• Set task: Which lines in the rows below contain the word "shirt"? Copy each of those lines in full.

• Provided information:
====

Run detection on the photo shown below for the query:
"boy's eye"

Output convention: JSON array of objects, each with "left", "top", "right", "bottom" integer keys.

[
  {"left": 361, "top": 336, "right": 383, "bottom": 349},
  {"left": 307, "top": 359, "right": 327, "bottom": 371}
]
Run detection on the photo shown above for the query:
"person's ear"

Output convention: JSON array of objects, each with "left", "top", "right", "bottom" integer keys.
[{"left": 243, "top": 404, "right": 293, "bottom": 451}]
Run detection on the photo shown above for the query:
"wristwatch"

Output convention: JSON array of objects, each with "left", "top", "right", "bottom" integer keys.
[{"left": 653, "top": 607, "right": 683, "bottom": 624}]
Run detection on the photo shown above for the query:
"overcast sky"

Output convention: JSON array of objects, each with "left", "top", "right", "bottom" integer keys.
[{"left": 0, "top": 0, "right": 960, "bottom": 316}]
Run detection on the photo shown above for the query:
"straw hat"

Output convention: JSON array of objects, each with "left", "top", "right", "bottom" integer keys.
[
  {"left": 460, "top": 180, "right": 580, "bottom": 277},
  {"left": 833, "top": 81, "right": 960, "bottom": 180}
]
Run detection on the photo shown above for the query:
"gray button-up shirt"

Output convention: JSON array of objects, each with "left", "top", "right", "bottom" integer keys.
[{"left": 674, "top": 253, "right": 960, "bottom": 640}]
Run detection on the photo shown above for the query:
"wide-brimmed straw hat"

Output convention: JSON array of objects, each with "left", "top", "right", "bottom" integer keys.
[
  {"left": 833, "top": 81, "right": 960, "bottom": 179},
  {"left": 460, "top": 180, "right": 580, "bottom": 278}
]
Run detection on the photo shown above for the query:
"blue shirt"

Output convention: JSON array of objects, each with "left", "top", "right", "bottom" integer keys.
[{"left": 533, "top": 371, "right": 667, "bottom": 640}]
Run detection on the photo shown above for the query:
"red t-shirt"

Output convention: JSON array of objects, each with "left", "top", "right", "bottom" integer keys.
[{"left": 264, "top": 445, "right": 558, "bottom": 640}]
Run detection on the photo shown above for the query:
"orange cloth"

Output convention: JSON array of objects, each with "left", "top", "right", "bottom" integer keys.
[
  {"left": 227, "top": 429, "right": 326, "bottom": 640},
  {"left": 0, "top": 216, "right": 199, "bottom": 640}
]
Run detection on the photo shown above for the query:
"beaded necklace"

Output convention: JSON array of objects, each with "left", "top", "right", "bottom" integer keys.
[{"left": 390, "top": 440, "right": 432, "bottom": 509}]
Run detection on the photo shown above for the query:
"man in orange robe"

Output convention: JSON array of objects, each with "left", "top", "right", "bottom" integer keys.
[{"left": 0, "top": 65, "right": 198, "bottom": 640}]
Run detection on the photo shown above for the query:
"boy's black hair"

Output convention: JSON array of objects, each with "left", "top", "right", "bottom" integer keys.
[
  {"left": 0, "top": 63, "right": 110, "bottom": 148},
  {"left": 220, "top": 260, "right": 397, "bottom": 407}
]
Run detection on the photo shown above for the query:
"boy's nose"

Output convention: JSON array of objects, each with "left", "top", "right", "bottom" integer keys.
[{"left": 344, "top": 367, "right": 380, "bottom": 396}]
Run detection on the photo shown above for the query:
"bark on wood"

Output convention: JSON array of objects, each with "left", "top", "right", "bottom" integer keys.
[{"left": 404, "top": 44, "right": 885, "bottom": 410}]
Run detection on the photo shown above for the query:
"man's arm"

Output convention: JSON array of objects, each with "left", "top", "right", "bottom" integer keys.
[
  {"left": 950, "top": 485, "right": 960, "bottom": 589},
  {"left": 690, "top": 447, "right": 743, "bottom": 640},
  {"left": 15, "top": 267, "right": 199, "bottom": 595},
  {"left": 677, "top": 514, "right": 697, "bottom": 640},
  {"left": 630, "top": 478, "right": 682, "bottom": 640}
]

====

• Solved exercise:
"gray button-up shirt"
"blue shirt"
"red t-shirt"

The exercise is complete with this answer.